**Stated goal**
Pull out every line of the data below that contains the word "white". Case counts.

*** Extracted data

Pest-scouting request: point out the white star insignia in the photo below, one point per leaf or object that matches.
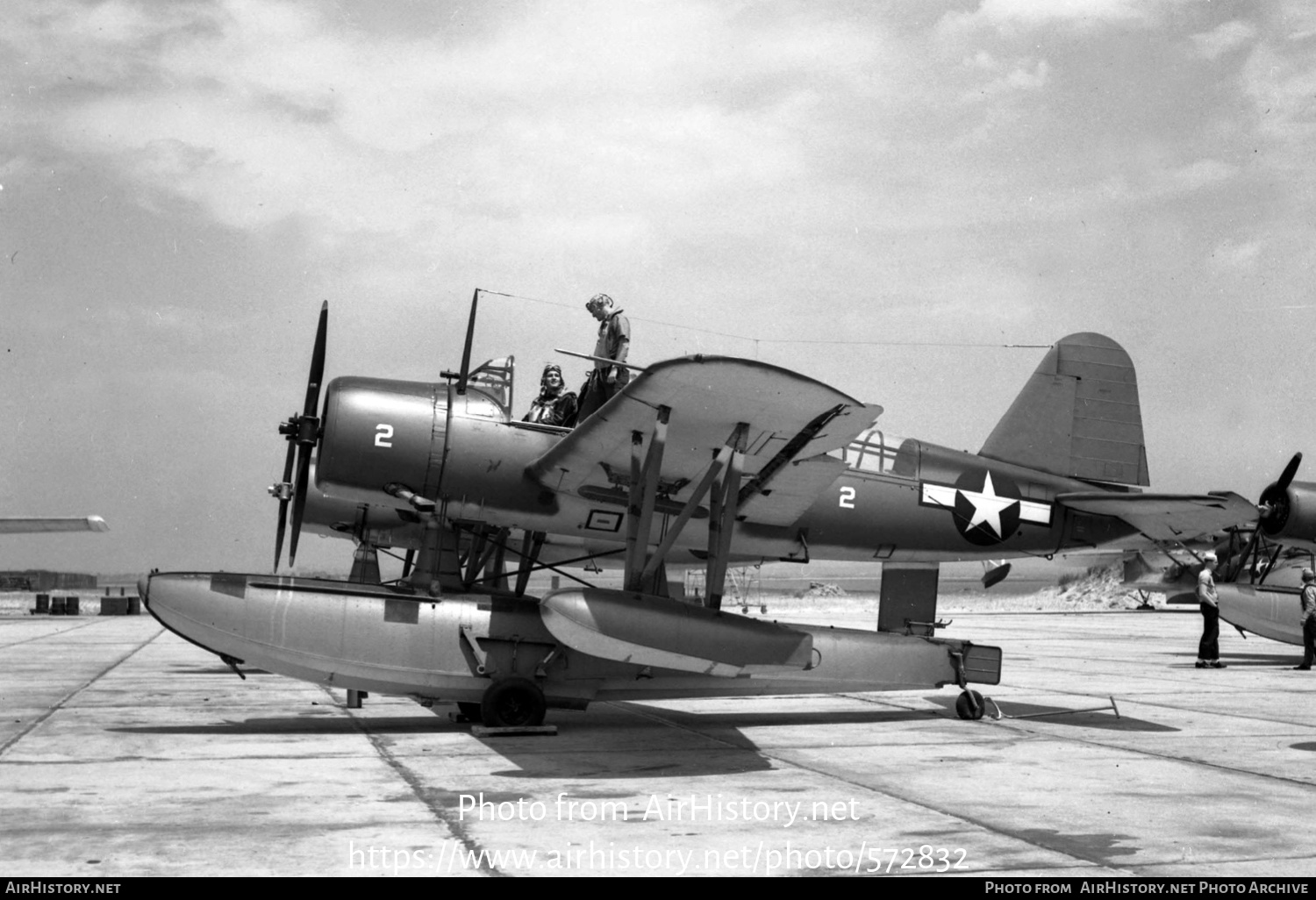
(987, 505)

******
*** Extracted data

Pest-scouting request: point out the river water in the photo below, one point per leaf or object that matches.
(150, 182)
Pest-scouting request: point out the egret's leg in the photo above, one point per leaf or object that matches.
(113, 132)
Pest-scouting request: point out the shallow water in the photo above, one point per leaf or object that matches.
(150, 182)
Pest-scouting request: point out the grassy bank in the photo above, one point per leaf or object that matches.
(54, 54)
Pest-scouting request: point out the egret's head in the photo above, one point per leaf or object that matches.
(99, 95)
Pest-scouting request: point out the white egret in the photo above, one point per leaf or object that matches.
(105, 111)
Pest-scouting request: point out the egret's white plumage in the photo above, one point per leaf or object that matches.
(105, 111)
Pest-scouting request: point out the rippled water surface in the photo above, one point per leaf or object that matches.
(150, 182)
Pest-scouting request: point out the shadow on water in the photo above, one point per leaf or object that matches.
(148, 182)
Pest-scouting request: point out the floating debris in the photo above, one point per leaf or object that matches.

******

**Correct result**
Pest-scouting request: point out the white star insignia in the photo below, one point per leaf or object that matches.
Pest-scouting request: point out the white egret in the photo above, one point per leaf or object that matches.
Pest-scouting request: point out the egret's white plumage in the photo above, one point per leaf or object that matches.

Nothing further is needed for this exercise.